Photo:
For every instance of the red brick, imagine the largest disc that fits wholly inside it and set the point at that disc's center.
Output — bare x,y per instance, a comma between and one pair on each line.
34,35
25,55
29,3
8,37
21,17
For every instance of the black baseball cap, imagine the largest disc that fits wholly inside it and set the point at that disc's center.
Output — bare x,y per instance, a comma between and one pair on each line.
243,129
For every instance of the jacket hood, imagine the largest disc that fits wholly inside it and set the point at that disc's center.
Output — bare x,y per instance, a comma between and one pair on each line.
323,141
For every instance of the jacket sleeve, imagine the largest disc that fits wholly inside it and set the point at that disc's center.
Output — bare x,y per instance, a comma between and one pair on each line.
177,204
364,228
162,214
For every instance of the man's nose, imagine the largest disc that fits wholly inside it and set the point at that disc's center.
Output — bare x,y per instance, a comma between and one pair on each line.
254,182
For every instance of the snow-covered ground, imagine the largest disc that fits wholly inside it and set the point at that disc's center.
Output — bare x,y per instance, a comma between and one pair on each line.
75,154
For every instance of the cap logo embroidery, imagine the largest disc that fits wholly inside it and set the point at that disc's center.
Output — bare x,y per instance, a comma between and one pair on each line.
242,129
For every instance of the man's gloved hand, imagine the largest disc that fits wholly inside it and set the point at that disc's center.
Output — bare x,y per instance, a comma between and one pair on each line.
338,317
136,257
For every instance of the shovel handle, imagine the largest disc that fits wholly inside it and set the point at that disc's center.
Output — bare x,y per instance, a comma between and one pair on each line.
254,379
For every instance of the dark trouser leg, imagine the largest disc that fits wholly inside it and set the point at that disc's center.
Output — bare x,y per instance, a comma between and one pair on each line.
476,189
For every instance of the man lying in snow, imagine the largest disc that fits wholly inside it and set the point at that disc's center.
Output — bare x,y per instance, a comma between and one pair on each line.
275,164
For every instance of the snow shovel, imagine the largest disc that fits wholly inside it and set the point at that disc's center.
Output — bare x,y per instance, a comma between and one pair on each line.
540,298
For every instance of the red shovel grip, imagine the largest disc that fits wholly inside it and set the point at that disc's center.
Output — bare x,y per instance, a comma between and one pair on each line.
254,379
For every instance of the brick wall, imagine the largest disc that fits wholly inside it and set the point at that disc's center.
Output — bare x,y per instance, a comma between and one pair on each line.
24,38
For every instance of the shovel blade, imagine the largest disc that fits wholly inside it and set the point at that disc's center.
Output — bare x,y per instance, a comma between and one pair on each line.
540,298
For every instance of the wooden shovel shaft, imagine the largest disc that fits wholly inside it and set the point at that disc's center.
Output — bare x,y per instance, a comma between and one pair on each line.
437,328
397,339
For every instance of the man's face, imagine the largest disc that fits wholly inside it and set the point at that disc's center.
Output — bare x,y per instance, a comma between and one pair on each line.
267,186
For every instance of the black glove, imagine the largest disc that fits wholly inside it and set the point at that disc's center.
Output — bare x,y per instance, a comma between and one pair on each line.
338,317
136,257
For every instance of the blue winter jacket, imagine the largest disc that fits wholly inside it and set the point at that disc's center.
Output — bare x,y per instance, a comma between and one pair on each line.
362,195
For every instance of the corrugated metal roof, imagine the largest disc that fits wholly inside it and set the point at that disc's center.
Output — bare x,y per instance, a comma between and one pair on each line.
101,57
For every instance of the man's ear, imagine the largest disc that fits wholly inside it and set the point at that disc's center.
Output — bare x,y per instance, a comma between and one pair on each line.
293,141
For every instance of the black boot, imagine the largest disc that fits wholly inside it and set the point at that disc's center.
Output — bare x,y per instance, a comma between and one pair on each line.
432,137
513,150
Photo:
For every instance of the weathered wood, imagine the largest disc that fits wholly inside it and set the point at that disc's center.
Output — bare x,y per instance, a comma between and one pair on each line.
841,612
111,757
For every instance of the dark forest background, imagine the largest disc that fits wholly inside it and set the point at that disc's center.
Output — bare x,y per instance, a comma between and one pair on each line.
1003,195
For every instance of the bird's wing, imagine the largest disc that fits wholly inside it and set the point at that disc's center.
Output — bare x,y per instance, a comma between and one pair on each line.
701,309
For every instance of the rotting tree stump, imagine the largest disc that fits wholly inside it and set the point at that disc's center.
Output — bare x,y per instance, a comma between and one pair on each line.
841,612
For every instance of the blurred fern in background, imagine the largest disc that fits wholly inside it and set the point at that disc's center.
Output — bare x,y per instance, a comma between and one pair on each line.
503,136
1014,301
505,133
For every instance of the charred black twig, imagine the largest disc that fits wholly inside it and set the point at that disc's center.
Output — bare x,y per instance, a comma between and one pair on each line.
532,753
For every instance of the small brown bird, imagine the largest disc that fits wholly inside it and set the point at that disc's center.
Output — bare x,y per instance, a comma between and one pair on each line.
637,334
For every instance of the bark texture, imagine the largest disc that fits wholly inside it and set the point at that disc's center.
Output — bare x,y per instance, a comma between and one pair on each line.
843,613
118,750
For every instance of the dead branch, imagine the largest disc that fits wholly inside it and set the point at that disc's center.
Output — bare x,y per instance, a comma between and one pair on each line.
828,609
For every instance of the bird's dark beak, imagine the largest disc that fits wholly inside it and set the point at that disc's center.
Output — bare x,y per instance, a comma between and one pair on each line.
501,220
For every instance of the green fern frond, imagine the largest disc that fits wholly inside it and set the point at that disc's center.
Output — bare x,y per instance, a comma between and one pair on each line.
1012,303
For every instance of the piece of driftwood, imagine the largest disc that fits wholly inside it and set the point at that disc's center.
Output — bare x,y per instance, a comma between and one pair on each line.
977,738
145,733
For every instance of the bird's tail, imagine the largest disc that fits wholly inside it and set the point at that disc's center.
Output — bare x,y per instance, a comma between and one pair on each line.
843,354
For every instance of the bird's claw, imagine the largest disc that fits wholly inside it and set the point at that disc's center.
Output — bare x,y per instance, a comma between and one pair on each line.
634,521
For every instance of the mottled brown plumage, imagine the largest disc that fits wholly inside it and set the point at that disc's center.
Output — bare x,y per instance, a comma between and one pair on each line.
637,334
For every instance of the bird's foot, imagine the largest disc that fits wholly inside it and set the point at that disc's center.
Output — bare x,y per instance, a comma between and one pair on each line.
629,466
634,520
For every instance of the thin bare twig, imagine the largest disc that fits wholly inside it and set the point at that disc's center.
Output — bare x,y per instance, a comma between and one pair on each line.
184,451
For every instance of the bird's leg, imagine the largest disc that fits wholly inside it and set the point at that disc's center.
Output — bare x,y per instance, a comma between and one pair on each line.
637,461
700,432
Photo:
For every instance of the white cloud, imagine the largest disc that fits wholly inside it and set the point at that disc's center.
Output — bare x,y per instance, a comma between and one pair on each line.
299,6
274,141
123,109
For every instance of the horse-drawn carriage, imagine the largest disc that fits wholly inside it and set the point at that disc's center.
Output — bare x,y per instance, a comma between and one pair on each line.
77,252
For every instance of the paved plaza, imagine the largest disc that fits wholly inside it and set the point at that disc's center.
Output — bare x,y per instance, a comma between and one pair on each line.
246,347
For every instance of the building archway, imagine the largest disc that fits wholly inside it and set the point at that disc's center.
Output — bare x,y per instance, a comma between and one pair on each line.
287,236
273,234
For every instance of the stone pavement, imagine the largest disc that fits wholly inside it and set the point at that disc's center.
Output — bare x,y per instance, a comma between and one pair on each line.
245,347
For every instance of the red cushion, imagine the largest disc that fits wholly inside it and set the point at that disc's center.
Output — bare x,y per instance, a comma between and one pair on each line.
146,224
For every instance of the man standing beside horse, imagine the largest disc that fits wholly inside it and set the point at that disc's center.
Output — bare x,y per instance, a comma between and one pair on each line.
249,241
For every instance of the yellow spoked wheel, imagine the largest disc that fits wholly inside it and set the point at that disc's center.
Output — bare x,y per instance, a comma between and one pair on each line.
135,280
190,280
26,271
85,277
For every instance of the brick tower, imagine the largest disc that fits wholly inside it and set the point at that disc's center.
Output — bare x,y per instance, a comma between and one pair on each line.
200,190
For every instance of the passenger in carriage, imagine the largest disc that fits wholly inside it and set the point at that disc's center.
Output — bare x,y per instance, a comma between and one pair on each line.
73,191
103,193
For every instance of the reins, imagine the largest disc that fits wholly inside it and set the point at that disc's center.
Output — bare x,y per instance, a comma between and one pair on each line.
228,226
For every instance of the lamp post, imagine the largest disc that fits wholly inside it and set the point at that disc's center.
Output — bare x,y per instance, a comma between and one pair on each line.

# # #

To be done - Copy, character for character, the lines from the line that holds "For every instance of the reins, imagine" through the final line of the records above.

Solution -
For every instance of the reins, imagine the largest disc that fits wholly inside it and set the point at that disc's center.
Output — bare x,y per instance, a comma between and one pair on each line.
228,226
For every instance of the lamp post, imagine the largest disc that fits wholly inside it and set the point at that disc's center.
Output — bare x,y per instance, a comma between and one pair on each line.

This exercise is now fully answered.